- Exercise objective
Which lines of the data below contain the word "dark", with case counting? Copy out each of those lines in full.

- Exercise data

• • •

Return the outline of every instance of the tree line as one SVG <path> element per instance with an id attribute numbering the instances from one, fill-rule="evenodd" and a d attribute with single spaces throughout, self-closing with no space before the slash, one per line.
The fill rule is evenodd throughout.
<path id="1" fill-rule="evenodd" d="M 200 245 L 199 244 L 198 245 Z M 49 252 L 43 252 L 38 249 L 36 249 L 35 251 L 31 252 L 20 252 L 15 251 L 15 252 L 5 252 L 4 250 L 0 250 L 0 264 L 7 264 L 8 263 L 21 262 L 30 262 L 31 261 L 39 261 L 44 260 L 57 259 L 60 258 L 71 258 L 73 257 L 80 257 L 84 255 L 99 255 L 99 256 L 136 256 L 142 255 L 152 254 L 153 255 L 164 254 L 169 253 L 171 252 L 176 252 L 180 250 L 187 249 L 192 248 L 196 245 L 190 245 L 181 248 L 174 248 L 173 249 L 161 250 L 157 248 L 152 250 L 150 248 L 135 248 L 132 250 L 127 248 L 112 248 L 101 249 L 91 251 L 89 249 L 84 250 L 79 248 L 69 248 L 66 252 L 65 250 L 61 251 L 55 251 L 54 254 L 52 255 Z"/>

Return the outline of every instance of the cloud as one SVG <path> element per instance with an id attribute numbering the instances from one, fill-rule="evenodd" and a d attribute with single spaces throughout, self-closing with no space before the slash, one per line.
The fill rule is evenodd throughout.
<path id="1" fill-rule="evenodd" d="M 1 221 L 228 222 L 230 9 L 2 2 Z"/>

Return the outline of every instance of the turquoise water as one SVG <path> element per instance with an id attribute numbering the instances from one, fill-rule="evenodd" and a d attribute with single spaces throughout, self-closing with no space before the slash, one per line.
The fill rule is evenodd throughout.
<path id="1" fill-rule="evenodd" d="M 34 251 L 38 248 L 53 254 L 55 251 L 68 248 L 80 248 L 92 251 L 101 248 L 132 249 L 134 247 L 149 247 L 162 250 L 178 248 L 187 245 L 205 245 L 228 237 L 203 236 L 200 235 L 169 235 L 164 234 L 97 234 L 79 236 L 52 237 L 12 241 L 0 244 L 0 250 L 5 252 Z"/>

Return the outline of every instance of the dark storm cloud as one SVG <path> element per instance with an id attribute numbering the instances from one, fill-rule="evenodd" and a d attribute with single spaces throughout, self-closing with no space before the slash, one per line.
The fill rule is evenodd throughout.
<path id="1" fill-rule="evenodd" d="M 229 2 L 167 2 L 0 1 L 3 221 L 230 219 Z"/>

• • •

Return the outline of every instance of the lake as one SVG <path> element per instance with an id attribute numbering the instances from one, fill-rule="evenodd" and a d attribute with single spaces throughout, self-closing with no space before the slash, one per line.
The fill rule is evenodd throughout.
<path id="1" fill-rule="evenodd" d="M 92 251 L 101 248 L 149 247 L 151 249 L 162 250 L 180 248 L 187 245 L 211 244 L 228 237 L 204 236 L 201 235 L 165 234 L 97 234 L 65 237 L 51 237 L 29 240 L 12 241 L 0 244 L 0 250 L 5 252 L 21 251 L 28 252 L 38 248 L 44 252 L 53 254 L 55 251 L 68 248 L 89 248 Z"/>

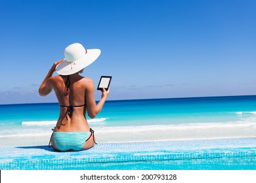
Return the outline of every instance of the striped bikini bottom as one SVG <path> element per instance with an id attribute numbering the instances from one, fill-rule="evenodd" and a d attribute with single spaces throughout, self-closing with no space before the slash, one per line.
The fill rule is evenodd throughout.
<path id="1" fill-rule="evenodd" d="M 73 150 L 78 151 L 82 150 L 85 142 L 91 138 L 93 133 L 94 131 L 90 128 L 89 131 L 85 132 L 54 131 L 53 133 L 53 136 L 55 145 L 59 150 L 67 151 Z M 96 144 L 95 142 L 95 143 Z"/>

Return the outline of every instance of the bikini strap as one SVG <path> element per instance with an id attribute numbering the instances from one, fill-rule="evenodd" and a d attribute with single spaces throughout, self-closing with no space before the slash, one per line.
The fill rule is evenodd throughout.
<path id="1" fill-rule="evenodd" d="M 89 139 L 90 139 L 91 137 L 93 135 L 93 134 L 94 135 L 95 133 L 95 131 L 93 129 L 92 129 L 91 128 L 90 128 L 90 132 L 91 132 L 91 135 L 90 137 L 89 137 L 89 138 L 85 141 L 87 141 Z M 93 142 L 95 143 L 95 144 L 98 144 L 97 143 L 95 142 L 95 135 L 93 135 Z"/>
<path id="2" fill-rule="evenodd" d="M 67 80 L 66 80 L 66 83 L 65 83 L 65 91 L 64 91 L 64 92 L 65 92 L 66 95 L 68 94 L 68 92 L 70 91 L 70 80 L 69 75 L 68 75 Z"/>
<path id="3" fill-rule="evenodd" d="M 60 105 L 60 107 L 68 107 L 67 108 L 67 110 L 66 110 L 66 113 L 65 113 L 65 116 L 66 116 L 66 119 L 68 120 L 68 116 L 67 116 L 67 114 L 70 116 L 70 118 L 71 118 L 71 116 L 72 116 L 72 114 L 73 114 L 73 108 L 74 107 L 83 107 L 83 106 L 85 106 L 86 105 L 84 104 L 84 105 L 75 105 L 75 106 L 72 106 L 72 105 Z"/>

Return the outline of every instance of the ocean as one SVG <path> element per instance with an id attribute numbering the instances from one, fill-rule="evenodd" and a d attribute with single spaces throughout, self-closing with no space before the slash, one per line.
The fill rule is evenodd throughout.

• • •

- Final answer
Return the outline of every instance of the dark storm cloud as one SVG <path> element per instance with an id attribute numbering the instances from one, fill-rule="evenodd" and a d attribute with single spaces throughout, self-closing with no space before the slash, one per line.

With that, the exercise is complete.